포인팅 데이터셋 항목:
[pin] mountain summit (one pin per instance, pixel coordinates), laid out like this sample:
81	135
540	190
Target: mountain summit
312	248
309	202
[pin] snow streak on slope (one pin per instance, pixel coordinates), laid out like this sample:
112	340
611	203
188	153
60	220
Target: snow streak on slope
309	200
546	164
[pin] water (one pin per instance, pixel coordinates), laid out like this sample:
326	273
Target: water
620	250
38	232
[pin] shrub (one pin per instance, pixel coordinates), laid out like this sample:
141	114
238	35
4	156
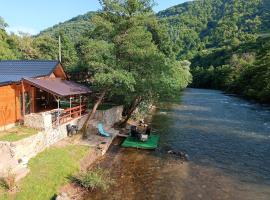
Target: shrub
94	179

[과제 설명]
위의 줄을 빈 줄은 빼고 '번호' 열과 '내용' 열로 이루어진 마크다운 표로 바꿔 쓰세요. 그림은 답에서 빼세요.

[전체 답안]
| 번호 | 내용 |
|---|---|
| 1 | [pin] mountain summit (one pin per instance, pixel coordinates), laid out like this sample: |
| 2 | 81	135 |
| 3 | 540	190 |
| 4 | Target: mountain summit |
| 5 | 312	248 |
| 6 | 309	202 |
| 7 | [pin] snow streak on slope (one pin per instance, pixel coordinates), laid out like this sample: |
| 8 | 112	340 |
| 9 | 611	203 |
| 10 | 188	153 |
| 11 | 60	220 |
| 12 | Target: snow streak on slope |
| 13 | 309	200 |
| 14 | 546	164 |
| 15 | [pin] water (one pin per instance, pixel coordinates), laid out like this sample: |
| 16 | 326	273 |
| 17 | Target: water |
| 18 | 620	250 |
| 19 | 38	232 |
| 20 | [pin] shrub (one pin per instance, pixel coordinates), laid out like this sample: |
| 21 | 141	114 |
| 22 | 238	35 |
| 23 | 4	156 |
| 24 | Target: shrub |
| 25 | 94	179 |